:: DOCUMENT SECTION ::
▶

Re: [Pytables-users] A Few Questions About Iterating Through PyTables

Josh Ayers Wed, 29 Jun 2011 11:30:37 -0700

Geoffrey,

I think the difference is that your iter0 function accesses the records in
the order in which they appear in the table, while all the other methods
sort them.


If you only need to read the records associated with a single key at a time,
you could take advantage of the fact that the keys are sorted by storing the
beginning and ending record indices for each key in a separate data
structure.  You could use a separate table for this, or a dictionary stored
as an attribute on the original table.  That would make retrieving one key's
worth of data an O(m) operation, where m is the number of records using that
key.

Thanks,
Josh



On Wed, Jun 29, 2011 at 12:19 PM, Geoffrey Zhu <zyzhu2...@gmail.com> wrote:

> Hi Josh,
>
> Thanks for your response.  The problem of readWhere() is that it does
> not fully take advantage of the fact that my table is sorted and the
> time to iterate over it should be no greater than O(n).
>
> The strange thing is that my iter0() is really fast but all other
> versions are really slow. Maybe iter0() is only reading the fields I
> access whereas the other versions read the whole records into memory.

◀

:: DATA SECTION ::
▶

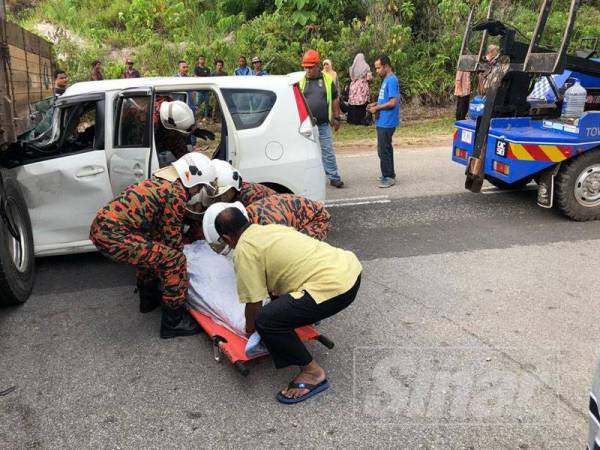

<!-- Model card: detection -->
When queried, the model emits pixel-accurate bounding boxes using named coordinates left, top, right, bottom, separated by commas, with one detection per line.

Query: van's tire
left=0, top=179, right=35, bottom=307
left=554, top=148, right=600, bottom=222
left=485, top=177, right=533, bottom=191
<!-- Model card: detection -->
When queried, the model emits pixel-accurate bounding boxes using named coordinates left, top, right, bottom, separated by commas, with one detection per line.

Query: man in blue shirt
left=369, top=55, right=400, bottom=188
left=233, top=55, right=252, bottom=76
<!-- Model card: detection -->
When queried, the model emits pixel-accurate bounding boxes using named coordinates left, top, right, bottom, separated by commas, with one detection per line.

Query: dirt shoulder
left=333, top=113, right=454, bottom=153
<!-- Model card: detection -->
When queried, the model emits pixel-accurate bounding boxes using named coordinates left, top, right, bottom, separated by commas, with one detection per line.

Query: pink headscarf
left=349, top=53, right=371, bottom=80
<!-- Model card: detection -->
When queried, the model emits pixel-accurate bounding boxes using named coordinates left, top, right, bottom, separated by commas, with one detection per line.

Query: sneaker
left=379, top=177, right=396, bottom=188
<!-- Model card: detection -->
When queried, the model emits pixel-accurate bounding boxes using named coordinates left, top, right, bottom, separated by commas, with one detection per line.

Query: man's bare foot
left=281, top=359, right=326, bottom=398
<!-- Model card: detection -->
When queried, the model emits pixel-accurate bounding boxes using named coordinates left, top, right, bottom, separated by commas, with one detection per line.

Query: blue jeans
left=317, top=123, right=341, bottom=181
left=377, top=127, right=396, bottom=178
left=198, top=91, right=210, bottom=118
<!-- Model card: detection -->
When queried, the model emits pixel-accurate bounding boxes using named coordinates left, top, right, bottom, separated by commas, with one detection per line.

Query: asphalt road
left=0, top=148, right=600, bottom=449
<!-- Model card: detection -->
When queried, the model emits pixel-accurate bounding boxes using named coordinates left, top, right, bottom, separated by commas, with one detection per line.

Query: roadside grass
left=334, top=117, right=454, bottom=144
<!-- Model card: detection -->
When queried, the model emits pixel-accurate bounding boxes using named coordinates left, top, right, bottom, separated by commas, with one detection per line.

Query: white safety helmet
left=202, top=202, right=249, bottom=256
left=211, top=159, right=242, bottom=197
left=160, top=100, right=196, bottom=134
left=172, top=152, right=216, bottom=190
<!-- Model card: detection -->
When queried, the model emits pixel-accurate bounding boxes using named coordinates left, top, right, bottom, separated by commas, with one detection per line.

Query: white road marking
left=325, top=195, right=389, bottom=204
left=481, top=186, right=537, bottom=195
left=325, top=199, right=392, bottom=208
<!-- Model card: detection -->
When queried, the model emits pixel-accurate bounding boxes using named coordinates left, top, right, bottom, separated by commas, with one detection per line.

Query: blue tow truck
left=452, top=0, right=600, bottom=221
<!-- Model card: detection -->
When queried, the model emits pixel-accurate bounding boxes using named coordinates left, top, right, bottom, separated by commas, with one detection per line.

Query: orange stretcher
left=190, top=309, right=334, bottom=376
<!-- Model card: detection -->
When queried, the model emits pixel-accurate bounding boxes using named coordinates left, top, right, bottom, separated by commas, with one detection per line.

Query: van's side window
left=222, top=89, right=277, bottom=130
left=115, top=95, right=151, bottom=148
left=61, top=101, right=104, bottom=153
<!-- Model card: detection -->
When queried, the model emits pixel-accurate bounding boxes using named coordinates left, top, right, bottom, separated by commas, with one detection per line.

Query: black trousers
left=456, top=95, right=471, bottom=120
left=254, top=275, right=360, bottom=369
left=377, top=127, right=396, bottom=178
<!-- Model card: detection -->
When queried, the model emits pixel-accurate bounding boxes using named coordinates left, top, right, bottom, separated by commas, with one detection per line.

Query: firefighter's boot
left=160, top=305, right=202, bottom=339
left=137, top=278, right=162, bottom=314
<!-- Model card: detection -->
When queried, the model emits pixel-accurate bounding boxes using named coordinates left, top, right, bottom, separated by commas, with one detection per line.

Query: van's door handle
left=75, top=166, right=104, bottom=178
left=133, top=165, right=144, bottom=178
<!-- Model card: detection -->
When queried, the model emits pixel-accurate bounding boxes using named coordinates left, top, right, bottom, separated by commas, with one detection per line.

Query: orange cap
left=302, top=49, right=321, bottom=67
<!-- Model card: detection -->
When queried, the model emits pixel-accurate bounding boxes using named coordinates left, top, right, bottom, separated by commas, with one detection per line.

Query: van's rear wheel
left=0, top=179, right=35, bottom=307
left=556, top=148, right=600, bottom=221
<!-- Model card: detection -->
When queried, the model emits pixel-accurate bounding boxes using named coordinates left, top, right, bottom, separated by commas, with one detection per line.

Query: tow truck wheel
left=555, top=148, right=600, bottom=221
left=0, top=179, right=35, bottom=307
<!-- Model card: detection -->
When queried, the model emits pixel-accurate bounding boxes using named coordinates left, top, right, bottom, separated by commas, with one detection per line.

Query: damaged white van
left=0, top=72, right=326, bottom=302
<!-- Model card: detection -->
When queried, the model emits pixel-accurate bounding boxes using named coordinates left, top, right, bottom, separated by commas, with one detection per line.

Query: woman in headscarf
left=348, top=53, right=373, bottom=125
left=323, top=59, right=340, bottom=93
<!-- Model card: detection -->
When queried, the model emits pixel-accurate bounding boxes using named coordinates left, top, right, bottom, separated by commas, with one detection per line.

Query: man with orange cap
left=300, top=49, right=344, bottom=188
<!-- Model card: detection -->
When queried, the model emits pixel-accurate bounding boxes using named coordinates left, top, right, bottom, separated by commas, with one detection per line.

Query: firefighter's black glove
left=193, top=128, right=215, bottom=141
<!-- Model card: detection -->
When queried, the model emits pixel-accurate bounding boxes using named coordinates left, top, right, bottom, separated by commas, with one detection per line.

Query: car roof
left=62, top=72, right=304, bottom=97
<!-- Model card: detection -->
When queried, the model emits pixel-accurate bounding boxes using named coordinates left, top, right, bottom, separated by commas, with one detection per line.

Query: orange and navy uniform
left=90, top=179, right=189, bottom=308
left=184, top=181, right=277, bottom=244
left=246, top=194, right=331, bottom=241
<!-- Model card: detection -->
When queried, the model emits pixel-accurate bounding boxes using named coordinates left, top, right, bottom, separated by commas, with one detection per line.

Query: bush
left=19, top=0, right=600, bottom=104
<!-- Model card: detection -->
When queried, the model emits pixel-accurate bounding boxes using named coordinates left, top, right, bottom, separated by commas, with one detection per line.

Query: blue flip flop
left=275, top=379, right=329, bottom=405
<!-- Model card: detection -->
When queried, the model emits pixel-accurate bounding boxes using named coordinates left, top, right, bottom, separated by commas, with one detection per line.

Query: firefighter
left=153, top=96, right=196, bottom=159
left=246, top=194, right=331, bottom=241
left=202, top=194, right=331, bottom=255
left=184, top=159, right=277, bottom=244
left=153, top=96, right=215, bottom=159
left=90, top=153, right=214, bottom=338
left=212, top=159, right=277, bottom=206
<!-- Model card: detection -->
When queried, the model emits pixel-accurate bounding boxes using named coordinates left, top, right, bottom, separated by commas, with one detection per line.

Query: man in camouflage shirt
left=246, top=194, right=331, bottom=241
left=90, top=153, right=214, bottom=338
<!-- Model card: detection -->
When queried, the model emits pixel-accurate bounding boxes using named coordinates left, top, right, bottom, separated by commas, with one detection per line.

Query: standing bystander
left=122, top=58, right=140, bottom=78
left=90, top=60, right=104, bottom=81
left=54, top=69, right=69, bottom=97
left=252, top=56, right=269, bottom=77
left=211, top=59, right=227, bottom=77
left=300, top=50, right=344, bottom=188
left=233, top=55, right=252, bottom=76
left=348, top=53, right=373, bottom=125
left=175, top=59, right=188, bottom=77
left=369, top=55, right=400, bottom=188
left=194, top=55, right=210, bottom=119
left=454, top=70, right=471, bottom=120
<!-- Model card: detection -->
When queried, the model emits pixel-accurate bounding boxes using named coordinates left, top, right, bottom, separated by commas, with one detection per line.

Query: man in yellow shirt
left=215, top=208, right=362, bottom=403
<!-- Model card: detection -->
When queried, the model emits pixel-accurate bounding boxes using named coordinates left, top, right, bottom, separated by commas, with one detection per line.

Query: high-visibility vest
left=300, top=72, right=333, bottom=123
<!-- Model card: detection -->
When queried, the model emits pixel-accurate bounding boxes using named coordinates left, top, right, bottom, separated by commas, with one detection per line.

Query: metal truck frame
left=0, top=0, right=53, bottom=307
left=452, top=0, right=600, bottom=221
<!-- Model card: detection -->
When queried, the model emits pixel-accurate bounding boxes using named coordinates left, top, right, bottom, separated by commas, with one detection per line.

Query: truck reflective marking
left=460, top=130, right=473, bottom=144
left=509, top=143, right=535, bottom=161
left=538, top=145, right=567, bottom=161
left=585, top=127, right=600, bottom=137
left=508, top=142, right=573, bottom=162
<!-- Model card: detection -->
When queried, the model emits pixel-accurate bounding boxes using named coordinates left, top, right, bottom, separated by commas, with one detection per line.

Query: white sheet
left=183, top=241, right=246, bottom=336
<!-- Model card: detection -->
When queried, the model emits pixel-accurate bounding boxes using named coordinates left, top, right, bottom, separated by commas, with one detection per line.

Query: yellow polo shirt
left=233, top=225, right=362, bottom=303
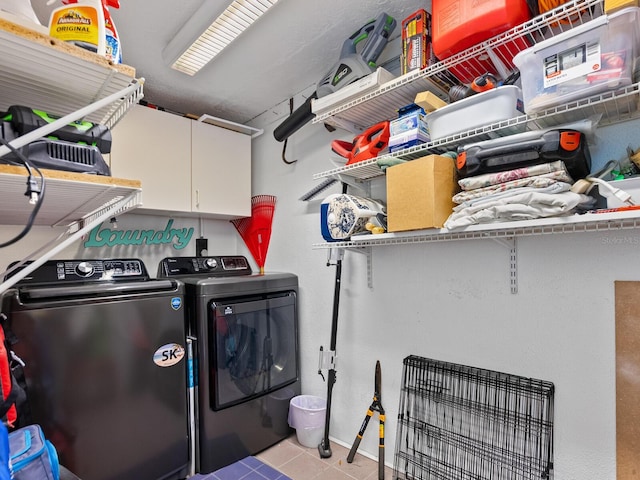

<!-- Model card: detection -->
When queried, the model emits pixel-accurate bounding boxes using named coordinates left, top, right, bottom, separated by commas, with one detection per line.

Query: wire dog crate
left=393, top=356, right=554, bottom=480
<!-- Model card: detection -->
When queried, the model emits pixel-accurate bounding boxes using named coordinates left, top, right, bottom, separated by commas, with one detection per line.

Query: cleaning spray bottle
left=102, top=0, right=122, bottom=63
left=47, top=0, right=122, bottom=63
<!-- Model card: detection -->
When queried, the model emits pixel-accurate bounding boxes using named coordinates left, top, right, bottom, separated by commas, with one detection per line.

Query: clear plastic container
left=427, top=85, right=524, bottom=141
left=289, top=395, right=327, bottom=448
left=513, top=7, right=640, bottom=113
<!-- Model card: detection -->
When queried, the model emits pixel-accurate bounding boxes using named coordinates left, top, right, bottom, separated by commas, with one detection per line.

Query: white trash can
left=289, top=395, right=327, bottom=448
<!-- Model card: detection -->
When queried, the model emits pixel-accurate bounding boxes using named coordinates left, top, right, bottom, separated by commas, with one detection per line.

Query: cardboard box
left=386, top=155, right=459, bottom=232
left=413, top=92, right=449, bottom=113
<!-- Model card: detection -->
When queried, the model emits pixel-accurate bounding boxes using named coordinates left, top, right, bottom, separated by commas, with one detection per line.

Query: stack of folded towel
left=444, top=160, right=595, bottom=230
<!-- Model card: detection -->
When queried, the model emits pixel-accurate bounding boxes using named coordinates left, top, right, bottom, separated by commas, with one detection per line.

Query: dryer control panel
left=158, top=255, right=252, bottom=278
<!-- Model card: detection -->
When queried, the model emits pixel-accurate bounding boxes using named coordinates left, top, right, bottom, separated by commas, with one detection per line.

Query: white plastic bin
left=289, top=395, right=327, bottom=448
left=513, top=7, right=640, bottom=113
left=427, top=85, right=524, bottom=141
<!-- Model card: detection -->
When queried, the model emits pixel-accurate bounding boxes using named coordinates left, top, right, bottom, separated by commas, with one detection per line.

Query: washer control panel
left=158, top=255, right=252, bottom=278
left=7, top=258, right=149, bottom=284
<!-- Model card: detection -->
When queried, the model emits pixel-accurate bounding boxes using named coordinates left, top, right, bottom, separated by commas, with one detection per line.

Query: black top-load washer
left=158, top=256, right=300, bottom=473
left=3, top=259, right=189, bottom=480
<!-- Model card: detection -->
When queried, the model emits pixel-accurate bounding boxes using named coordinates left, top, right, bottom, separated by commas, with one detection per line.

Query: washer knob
left=76, top=262, right=93, bottom=277
left=204, top=258, right=218, bottom=270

◀

:: WHAT IS ASKED ::
(a) Answer these questions about the PyTables mailing-list thread:
(i) In what order does the iter0 function access the records?
(ii) What two places does Josh suggest for storing the beginning and ending record indices?
(iii) Which method does Geoffrey say fails to take full advantage of his sorted table?
(b) Can you rewrite the PyTables mailing-list thread from "On Wed, Jun" up to and including "greater than O(n).", changing "readWhere()" to "read_where()"?
(c) Can you extend the PyTables mailing-list thread from where it stops?
The data above comes from a different source.

:: OUTPUTS IN ORDER ::
(a)
(i) In the order in which they appear in the table.
(ii) A separate table, or a dictionary stored as an attribute on the original table.
(iii) readWhere().

(b)
On Wed, Jun 29, 2011 at 12:19 PM, Geoffrey Zhu <zyzhu2...@gmail.com> wrote:

> Hi Josh,
>
> Thanks for your response.  The problem of read_where() is that it does
> not fully take advantage of the fact that my table is sorted and the
> time to iterate over it should be no greater than O(n).

(c)
>
> Thanks,
> Geoffrey
>
> On Wed, Jun 29, 2011 at 9:51 AM, Josh Ayers <josh.ay...@gmail.com> wrote:
> > Here's an alternative method that uses the built-in search capabilities
> in
> > PyTables in place of the itertools library.
> >
> > Using readWhere as shown below will return a NumPy ndarray of the data
> that
> > matches the query.  I think that answers your question #4.  There are
> > similar methods - where and getWhereList - that return an iterator over
> the
> > matching rows and a list of the matching row indices, respectively.  They
> > may be more appropriate depending on your use case.
> >
> > def iter5(tbl):
> >
> >    keys = set(tbl.col('key'))
> >    for _key in keys:
> >       rows = tbl.readWhere('key == _key')
> >       rows.sort(order = ['value'])
> >       for row in rows:
> >          print(row['key'], row['value'])
> >
> > Hope this helps,
> > Josh
> >
> >
> > On Tue, Jun 28, 2011 at 4:51 PM, Geoffrey Zhu <zyzhu2...@gmail.com>
> wrote:
> >>
> >> Hi All,
> >>
> >> I am trying to iterate through records in a pytable. The records in
> >> the table are ordered by a key. I need to first divide the records
> >> into groups as defined by the key, then iterate through each group,
> >> and finally iterate through records in each group. The below code does
> >> exactly this:
> >>
> >> def iter0(tbl):
> >>    print "***Iter0 - Iterate records by subgroup****"
> >>    for k1, m in itertools.groupby(tbl,lambda x: x['key']):
> >>        for v in m:
> >>            print v['key'], v['value'], type(v)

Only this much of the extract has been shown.